EXERCISE INSTRUCTIONS. Copy out word for word the lines from the one containing "Query: church facade" through the one containing "[0,277,354,295]", including both of those lines.

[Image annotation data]

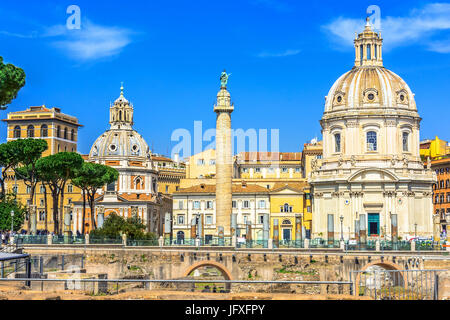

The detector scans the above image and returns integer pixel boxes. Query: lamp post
[445,212,450,242]
[11,210,14,232]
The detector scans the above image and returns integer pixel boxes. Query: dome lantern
[109,82,134,129]
[354,17,383,67]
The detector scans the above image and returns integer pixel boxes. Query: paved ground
[0,283,371,300]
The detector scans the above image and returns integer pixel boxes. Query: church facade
[72,87,172,236]
[309,20,436,241]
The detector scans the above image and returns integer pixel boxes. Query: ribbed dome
[325,66,417,112]
[89,130,150,160]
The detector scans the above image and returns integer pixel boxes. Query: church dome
[89,129,150,160]
[325,66,417,112]
[325,20,417,114]
[89,86,150,160]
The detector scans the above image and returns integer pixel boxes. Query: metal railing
[0,277,354,295]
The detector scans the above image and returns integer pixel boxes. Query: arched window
[359,45,364,64]
[41,124,48,137]
[14,126,20,138]
[334,133,341,152]
[27,124,34,138]
[402,132,409,151]
[366,131,377,151]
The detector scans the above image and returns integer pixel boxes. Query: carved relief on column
[385,119,397,127]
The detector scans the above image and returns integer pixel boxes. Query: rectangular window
[334,133,341,152]
[258,214,264,224]
[259,200,266,209]
[192,201,200,209]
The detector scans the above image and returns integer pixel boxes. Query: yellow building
[419,136,450,161]
[2,105,82,231]
[302,139,323,179]
[269,182,311,246]
[152,154,186,195]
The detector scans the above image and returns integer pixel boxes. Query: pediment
[347,168,398,182]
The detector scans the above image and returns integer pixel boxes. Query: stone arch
[355,260,408,295]
[183,260,232,292]
[183,260,232,280]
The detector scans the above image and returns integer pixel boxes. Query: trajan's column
[214,70,234,236]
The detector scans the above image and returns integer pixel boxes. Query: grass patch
[275,267,317,276]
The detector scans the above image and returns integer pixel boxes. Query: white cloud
[257,50,301,58]
[322,3,450,52]
[49,21,132,61]
[0,20,134,62]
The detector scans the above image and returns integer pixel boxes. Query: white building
[72,87,172,235]
[309,20,436,240]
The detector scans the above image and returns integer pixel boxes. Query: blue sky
[0,0,450,159]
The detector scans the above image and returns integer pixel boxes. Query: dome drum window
[334,91,345,106]
[397,89,408,105]
[363,88,379,103]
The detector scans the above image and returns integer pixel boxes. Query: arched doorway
[184,260,232,292]
[177,231,184,244]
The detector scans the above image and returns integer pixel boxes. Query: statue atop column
[220,70,231,89]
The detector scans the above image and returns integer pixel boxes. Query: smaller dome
[89,130,150,160]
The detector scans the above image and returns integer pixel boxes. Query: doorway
[367,213,380,236]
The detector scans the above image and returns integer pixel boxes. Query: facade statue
[220,70,231,88]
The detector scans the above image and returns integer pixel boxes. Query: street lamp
[11,210,14,232]
[445,212,450,241]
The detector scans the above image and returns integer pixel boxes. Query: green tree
[90,213,157,240]
[0,140,21,200]
[0,194,27,231]
[72,162,119,233]
[0,57,25,110]
[36,152,84,234]
[14,138,48,230]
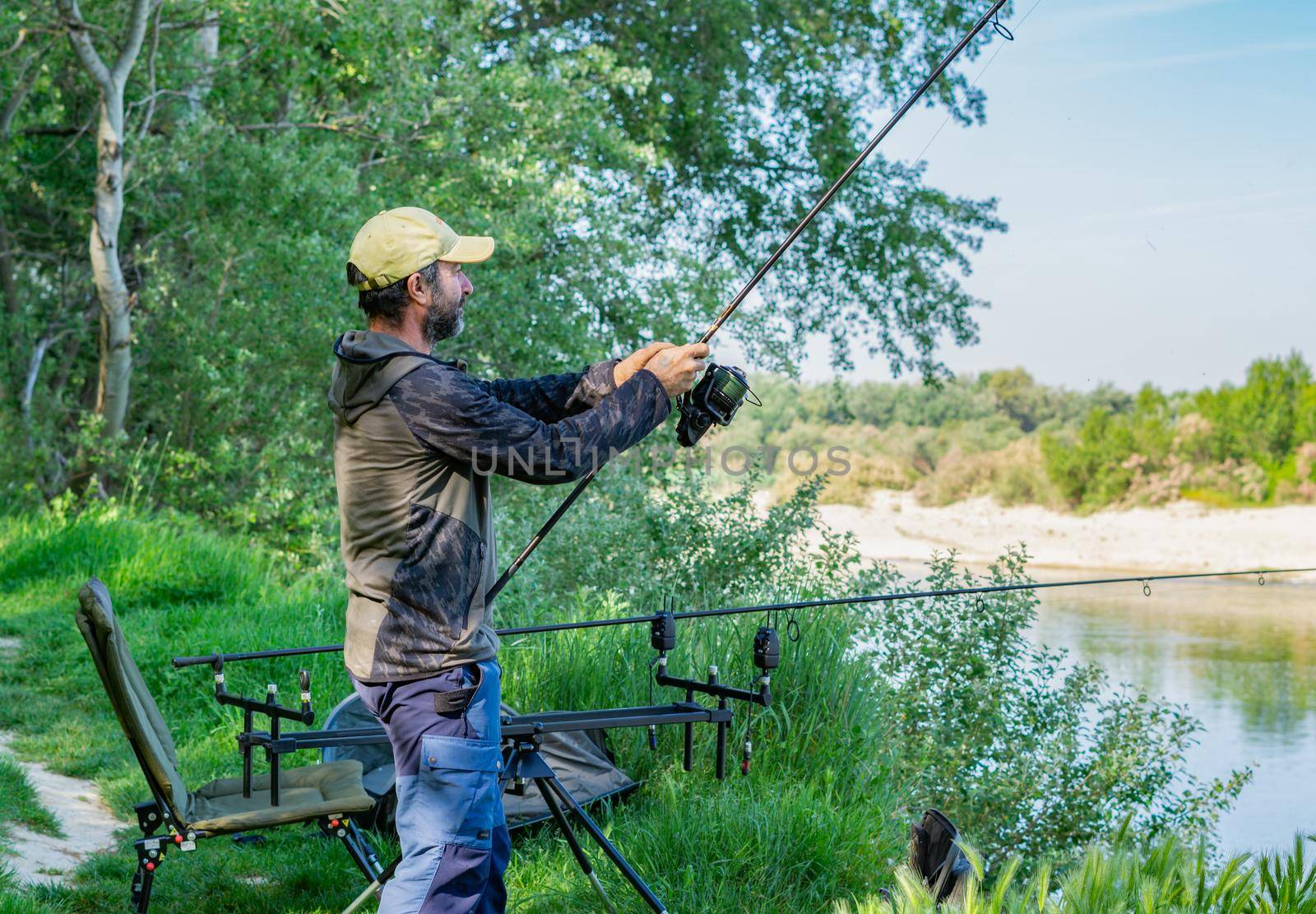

OUTPUT FOR THIS EXERCISE.
The detector scans the above image and returns integer pixel boxes. Query: church facade
[72,87,172,236]
[309,20,436,241]
The detector scans the above image and returns integer pixel boxes. Query: ribbed dome
[325,66,417,112]
[89,130,150,160]
The detector scans the above image and returns integer pixel boxes. Query: church dome
[89,129,150,160]
[325,66,417,112]
[325,20,417,114]
[89,86,150,160]
The detector scans the above image and returns integer pixel boxes. Query: metal railing
[0,277,354,295]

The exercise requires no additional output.